* [PREGUNTAS DE ESTUDIO]
1 > Responde estas preguntas sobre el texto de Abdullah Kurdi:
(a) ¿Cuántas horas al día trabajaba Abdullah en la fábrica textil de Estambul?
(b) ¿Qué distancia separa Bodrum de la isla griega de Kos?
(c) ¿Cuál fue el último mensaje que recibió Kurdi la noche del 30 de agosto de 2015?
2 > Según el texto sobre Abdullah Kurdi, ¿por qué era Grecia la única esperanza para su hermano? Explícalo en una a tres oraciones.
3 > Continúa el texto sobre Abdullah Kurdi después de su última oración.

Al escapar a Turquía, Abdullah Kurdi y su familia no encontraron una vida mejor, sino más bien pobreza y explotación laboral, al igual que muchos de sus compatriotas, como lo demostró en octubre 2016 una investigación de la BBC en los talleres de Mango, Zara o Marks and Spencer. En Estambul, Abdullah, que trabajaba 12 horas al día en una fábrica de textil por menos de cinco euros, se vio obligado, cuenta Kurdi, a dormir junto a los suyos en el baño de la empresa que lo contrataba.
“Para los miles de sirios sin documentación o con pasaporte caducado, como mi hermano, huir a Grecia era la única esperanza de conseguir un futuro mejor”, explica la autora, cuyo libro reproduce los mensajes que intercambió con su hermano en los días previos a la travesía, desde Bodrum hasta la isla griega de Kos, separadas por tan solo 24 kilómetros de distancia. “Partimos esta noche si Dios quiere”. Ese fue el último mensaje que recibió Kurdi la noche del 30 de agosto de 2015. A los pocos días, la difusión en los medios de la fotografía de Alan confirmó sus peores temores.

* [ENTRADAS EXTRAÍDAS]
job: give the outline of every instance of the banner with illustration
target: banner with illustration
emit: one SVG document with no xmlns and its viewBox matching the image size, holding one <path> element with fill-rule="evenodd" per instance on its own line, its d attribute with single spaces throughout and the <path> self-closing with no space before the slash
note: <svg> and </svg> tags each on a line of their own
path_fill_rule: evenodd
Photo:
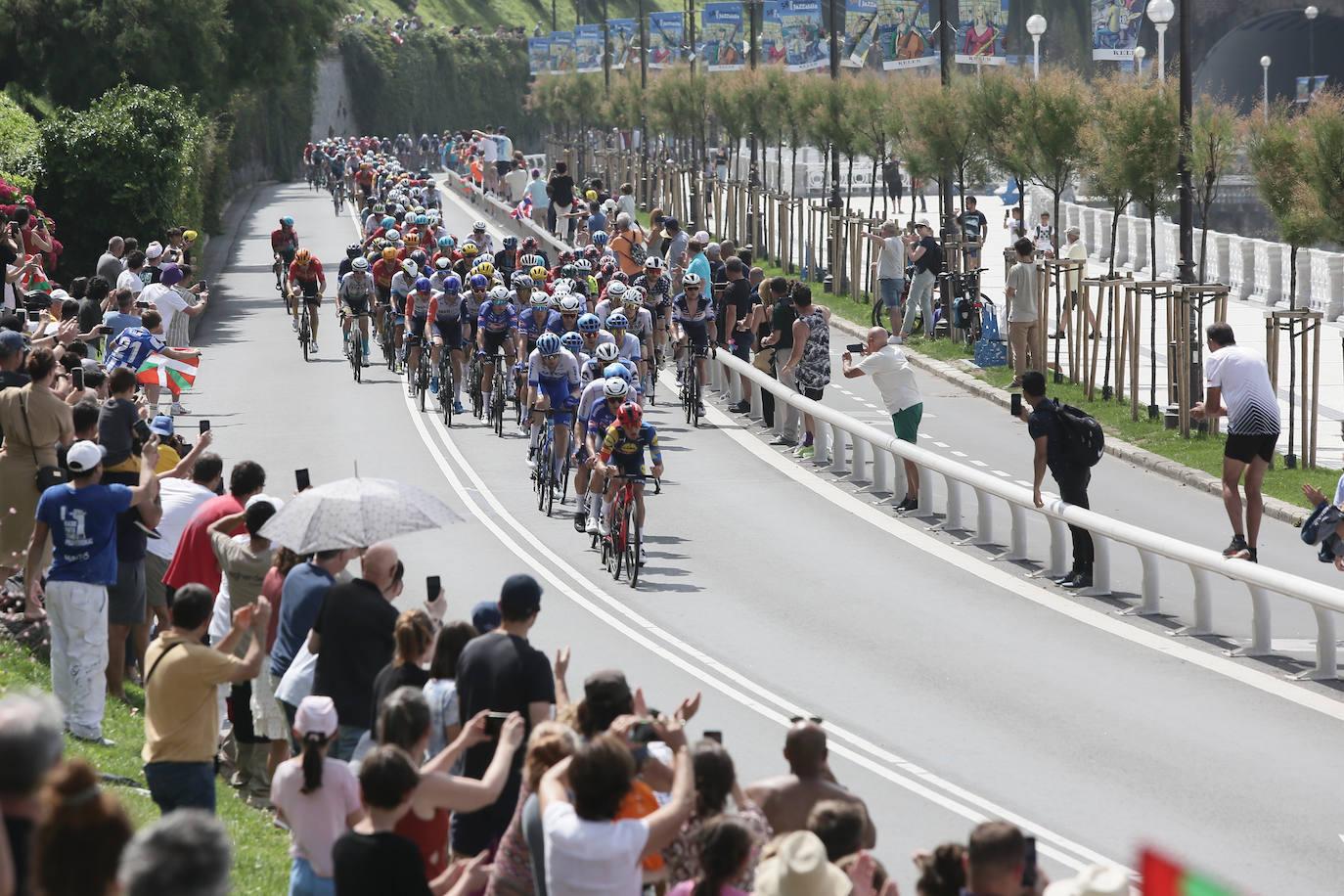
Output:
<svg viewBox="0 0 1344 896">
<path fill-rule="evenodd" d="M 878 4 L 878 51 L 882 67 L 919 69 L 938 62 L 929 0 L 880 0 Z"/>
<path fill-rule="evenodd" d="M 574 26 L 574 69 L 602 71 L 602 26 Z"/>
<path fill-rule="evenodd" d="M 551 74 L 563 75 L 574 71 L 574 32 L 551 32 Z"/>
<path fill-rule="evenodd" d="M 829 46 L 823 40 L 821 0 L 780 0 L 780 28 L 789 71 L 809 71 L 828 64 Z"/>
<path fill-rule="evenodd" d="M 680 12 L 649 13 L 649 69 L 671 69 L 681 59 L 685 20 Z"/>
<path fill-rule="evenodd" d="M 840 64 L 847 69 L 863 69 L 876 34 L 878 0 L 845 0 Z"/>
<path fill-rule="evenodd" d="M 706 71 L 746 66 L 746 16 L 741 3 L 707 3 L 700 13 L 700 50 Z"/>
<path fill-rule="evenodd" d="M 1148 0 L 1091 0 L 1093 59 L 1134 58 L 1146 3 Z"/>
<path fill-rule="evenodd" d="M 962 0 L 957 15 L 957 62 L 977 66 L 1008 62 L 1004 54 L 1008 0 Z"/>
<path fill-rule="evenodd" d="M 527 39 L 527 73 L 530 75 L 544 75 L 551 71 L 551 39 Z"/>
<path fill-rule="evenodd" d="M 620 71 L 625 63 L 640 64 L 633 50 L 640 40 L 640 23 L 634 19 L 607 19 L 606 27 L 612 35 L 612 67 Z"/>
</svg>

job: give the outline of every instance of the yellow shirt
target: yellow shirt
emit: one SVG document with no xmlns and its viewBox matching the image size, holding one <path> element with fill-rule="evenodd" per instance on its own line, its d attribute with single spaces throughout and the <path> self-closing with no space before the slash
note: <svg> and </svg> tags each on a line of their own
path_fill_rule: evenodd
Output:
<svg viewBox="0 0 1344 896">
<path fill-rule="evenodd" d="M 175 643 L 171 653 L 164 652 Z M 163 657 L 163 662 L 159 662 Z M 155 665 L 157 662 L 157 666 Z M 214 762 L 219 747 L 218 685 L 230 681 L 242 660 L 164 631 L 145 650 L 145 762 Z"/>
</svg>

* [RESULTADOS DEL EJERCICIO]
1 >
(a) 12 horas al día.
(b) 24 kilómetros.
(c) "Partimos esta noche si Dios quiere".

2 > Según la autora, los miles de sirios sin documentación o con pasaporte caducado, como su hermano, solo podían aspirar a un futuro mejor si huían a Grecia. Por eso esa huida era su única esperanza.

3 >
“Escribí este libro porque quería que el mundo entendiese que mi familia no era diferente de cualquier otra”, explica, “nosotros también somos seres humanos: celebramos los cumpleaños, trabajamos, estudiamos. Teníamos una vida antes de que empezara la guerra”. Una vida a la que dedica los primeros capítulos de su libro en el que evoca una infancia feliz junto a sus padres y sus cinco hermanos, hoy refugiados en Canadá, Alemania o Turquía, a excepción del padre aún en Siria.
En la casa familiar de Rukn al-Din, el barrio kurdo de Damasco, “éramos felices”, asegura Kurdi que dice haberse criado en una familia "muy unida, abierta y tolerante". Abdullah, recuerda, era el cómico de la familia. “Nuestros vecinos venían a casa solo para oír sus chistes. Era capaz de imitar a la perfección a cualquier miembro de la familia”, cuenta con nostalgia Kurdi, que confiesa que de ese Abdullah ya no queda nada. “Desde la muerte de Alan, Ghalib y Rehanna, mi hermano ya no es la misma persona. Ha decidido volver a Kurdistán. Está completamente traumatizado”, explica. Y como él, probablemente, cree Kurdi, millones de refugiados. “La historia de mi familia solo es una entre otras miles que son mucho peores”.
Han pasado ya tres años desde aquel 2 de septiembre sin que nada haya realmente cambiado en su opinión. Aunque está convencida de que la fotografía de Alan conmovió al mundo entero e hizo que la clase política reaccionara, asegura que eso solo fue momentáneo. "A los pocos meses habíamos vuelto a caer en el olvido", sentencia.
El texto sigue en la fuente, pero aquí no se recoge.